Exercise details:
Restate each of the lines below word for word and drop every picture.

--- BEGIN Records provided ---

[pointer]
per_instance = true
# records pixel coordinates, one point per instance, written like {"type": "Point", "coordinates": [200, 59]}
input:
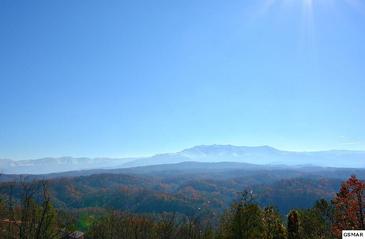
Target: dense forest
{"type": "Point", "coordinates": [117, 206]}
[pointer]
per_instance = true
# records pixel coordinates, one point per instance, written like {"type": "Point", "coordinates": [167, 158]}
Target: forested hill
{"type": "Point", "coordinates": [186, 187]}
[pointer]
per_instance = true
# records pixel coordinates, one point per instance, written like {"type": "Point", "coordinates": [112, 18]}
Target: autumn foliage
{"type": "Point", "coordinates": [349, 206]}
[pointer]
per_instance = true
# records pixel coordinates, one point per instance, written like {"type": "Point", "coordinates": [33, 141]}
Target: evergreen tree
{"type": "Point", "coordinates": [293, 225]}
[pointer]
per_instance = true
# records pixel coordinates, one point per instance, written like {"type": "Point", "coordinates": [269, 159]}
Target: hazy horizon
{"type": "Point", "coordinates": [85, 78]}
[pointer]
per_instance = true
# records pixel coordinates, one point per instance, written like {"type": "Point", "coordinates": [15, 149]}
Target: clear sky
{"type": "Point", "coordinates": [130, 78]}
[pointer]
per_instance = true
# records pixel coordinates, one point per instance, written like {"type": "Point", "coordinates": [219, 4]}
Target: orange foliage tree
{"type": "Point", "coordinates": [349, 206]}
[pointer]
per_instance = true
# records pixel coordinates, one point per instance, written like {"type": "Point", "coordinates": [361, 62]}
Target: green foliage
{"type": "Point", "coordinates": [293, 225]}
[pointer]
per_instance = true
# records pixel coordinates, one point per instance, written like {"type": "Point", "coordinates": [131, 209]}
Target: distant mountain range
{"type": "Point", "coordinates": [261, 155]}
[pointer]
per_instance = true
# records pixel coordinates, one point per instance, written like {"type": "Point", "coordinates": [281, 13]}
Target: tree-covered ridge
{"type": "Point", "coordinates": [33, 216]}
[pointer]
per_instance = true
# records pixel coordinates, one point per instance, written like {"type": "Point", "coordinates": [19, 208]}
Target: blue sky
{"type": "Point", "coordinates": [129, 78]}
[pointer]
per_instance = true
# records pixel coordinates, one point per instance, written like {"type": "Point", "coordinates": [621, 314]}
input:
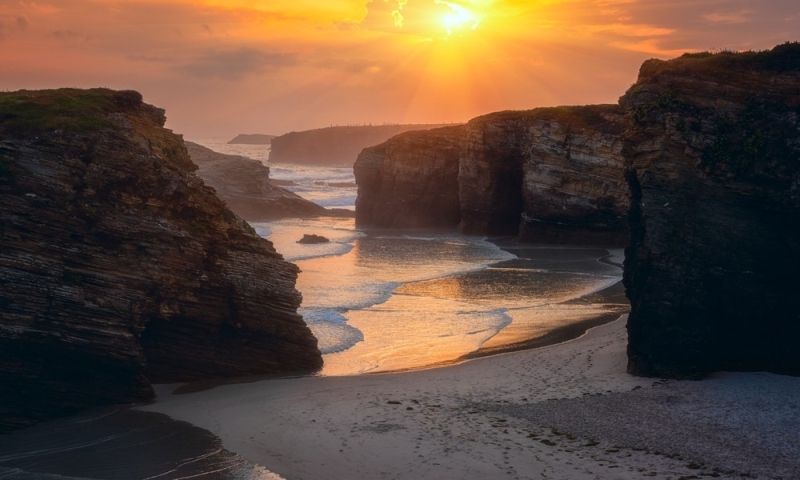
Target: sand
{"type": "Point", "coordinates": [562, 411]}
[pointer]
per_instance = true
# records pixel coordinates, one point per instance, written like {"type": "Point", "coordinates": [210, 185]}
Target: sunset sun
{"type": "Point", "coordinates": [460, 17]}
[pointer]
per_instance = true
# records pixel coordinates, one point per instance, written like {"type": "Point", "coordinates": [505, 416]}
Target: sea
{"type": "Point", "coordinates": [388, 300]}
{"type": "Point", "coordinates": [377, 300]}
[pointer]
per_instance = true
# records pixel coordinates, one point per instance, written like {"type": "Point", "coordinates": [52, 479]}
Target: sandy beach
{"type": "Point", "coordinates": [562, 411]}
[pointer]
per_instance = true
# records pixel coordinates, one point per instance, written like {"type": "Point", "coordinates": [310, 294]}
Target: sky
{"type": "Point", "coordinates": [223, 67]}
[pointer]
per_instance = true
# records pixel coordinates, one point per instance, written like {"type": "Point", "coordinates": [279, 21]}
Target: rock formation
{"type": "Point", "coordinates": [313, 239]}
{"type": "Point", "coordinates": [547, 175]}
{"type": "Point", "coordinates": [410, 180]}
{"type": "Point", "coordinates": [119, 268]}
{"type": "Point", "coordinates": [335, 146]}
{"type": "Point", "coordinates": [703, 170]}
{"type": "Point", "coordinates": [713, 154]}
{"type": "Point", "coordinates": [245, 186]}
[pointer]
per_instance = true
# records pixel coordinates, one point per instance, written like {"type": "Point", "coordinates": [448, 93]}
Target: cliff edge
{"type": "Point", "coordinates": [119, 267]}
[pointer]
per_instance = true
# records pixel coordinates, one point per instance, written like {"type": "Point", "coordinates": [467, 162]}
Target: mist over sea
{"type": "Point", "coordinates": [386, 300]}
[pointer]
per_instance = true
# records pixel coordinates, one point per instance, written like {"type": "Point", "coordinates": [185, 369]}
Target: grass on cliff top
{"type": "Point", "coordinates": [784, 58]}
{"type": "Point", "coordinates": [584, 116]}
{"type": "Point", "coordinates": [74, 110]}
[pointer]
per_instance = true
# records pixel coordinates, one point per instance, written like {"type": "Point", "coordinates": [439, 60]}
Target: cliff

--- END Records provided ---

Answer below:
[pointer]
per_instance = true
# records pixel coordinates, one point per instance, written like {"type": "Point", "coordinates": [200, 59]}
input:
Target: dense forest
{"type": "Point", "coordinates": [117, 206]}
[pointer]
per_instance = true
# records pixel coordinates, one point per instance, written like {"type": "Point", "coordinates": [167, 158]}
Target: forested hill
{"type": "Point", "coordinates": [186, 187]}
[pointer]
per_instance = true
# records pixel coordinates, one point per instance, written like {"type": "Point", "coordinates": [112, 18]}
Target: autumn foliage
{"type": "Point", "coordinates": [349, 206]}
[pointer]
per_instance = true
# records pixel coordinates, one point per instance, written like {"type": "Point", "coordinates": [33, 141]}
Target: evergreen tree
{"type": "Point", "coordinates": [293, 225]}
[pointer]
per_instance = true
# records pixel coordinates, one point per instance, written like {"type": "Point", "coordinates": [269, 159]}
Target: hazy horizon
{"type": "Point", "coordinates": [85, 78]}
[pointer]
per_instance = true
# records pixel coordinates, one point per instance, written like {"type": "Point", "coordinates": [15, 149]}
Target: clear sky
{"type": "Point", "coordinates": [130, 78]}
[pointer]
per_instance = true
# records pixel coordinates, one point per instance, written like {"type": "Point", "coordinates": [219, 4]}
Target: orange foliage tree
{"type": "Point", "coordinates": [349, 206]}
[pointer]
per_instance = true
# records pixel coordinates, one point per instance, written like {"type": "Point", "coordinates": [361, 62]}
Target: green foliage
{"type": "Point", "coordinates": [293, 225]}
[pointer]
per_instance = true
# records pixel coordinates, one point per instance, written like {"type": "Point", "coordinates": [131, 209]}
Target: distant mountain range
{"type": "Point", "coordinates": [261, 155]}
[pointer]
per_instance = true
# records pixel coordinates, one point per instance, written like {"type": "Point", "coordinates": [281, 13]}
Target: tree-covered ridge
{"type": "Point", "coordinates": [33, 216]}
[pointer]
per_instance = true
# records pixel coordinates, one point per instance, written like {"type": "Point", "coordinates": [19, 208]}
Target: blue sky
{"type": "Point", "coordinates": [129, 78]}
[pointer]
per_instance = true
# records pixel coordinates, one point per instance, written like {"type": "Point", "coordinates": [621, 314]}
input:
Target: sand
{"type": "Point", "coordinates": [562, 411]}
[pointer]
per_instance = true
# records pixel coordinates, one point per instance, written like {"type": "Point", "coordinates": [210, 185]}
Target: sunset sun
{"type": "Point", "coordinates": [460, 17]}
[pointer]
per_instance = true
# records pixel coordinates, one point per instance, written like {"type": "Point", "coordinates": [505, 416]}
Target: sea
{"type": "Point", "coordinates": [388, 300]}
{"type": "Point", "coordinates": [377, 300]}
[pointer]
per_instance = true
# records pixel coordinates, one point per instance, written like {"type": "Point", "coordinates": [52, 479]}
Target: sandy beach
{"type": "Point", "coordinates": [562, 411]}
[pointer]
per_instance = true
# records pixel coordinates, one point per instance, written like {"type": "Point", "coordinates": [310, 294]}
Target: sky
{"type": "Point", "coordinates": [223, 67]}
[pointer]
per_instance = true
# records pixel coordinates, one point per instance, written like {"type": "Point", "coordinates": [279, 21]}
Target: rock formation
{"type": "Point", "coordinates": [313, 239]}
{"type": "Point", "coordinates": [547, 175]}
{"type": "Point", "coordinates": [410, 180]}
{"type": "Point", "coordinates": [119, 268]}
{"type": "Point", "coordinates": [335, 146]}
{"type": "Point", "coordinates": [703, 170]}
{"type": "Point", "coordinates": [713, 154]}
{"type": "Point", "coordinates": [245, 186]}
[pointer]
per_instance = true
# records pixel coordinates, one point per instance, written like {"type": "Point", "coordinates": [448, 93]}
Target: cliff edge
{"type": "Point", "coordinates": [119, 267]}
[pointer]
per_instance = true
# records pixel coordinates, one point per instance, written like {"type": "Point", "coordinates": [467, 162]}
Target: mist over sea
{"type": "Point", "coordinates": [386, 300]}
[pointer]
per_instance = true
# records pixel coordinates, one point per instance, written like {"type": "Point", "coordinates": [185, 369]}
Target: grass on cliff top
{"type": "Point", "coordinates": [784, 58]}
{"type": "Point", "coordinates": [584, 116]}
{"type": "Point", "coordinates": [74, 110]}
[pointer]
per_instance = true
# records pixel coordinates, one point per instance, written like {"type": "Point", "coordinates": [439, 60]}
Target: cliff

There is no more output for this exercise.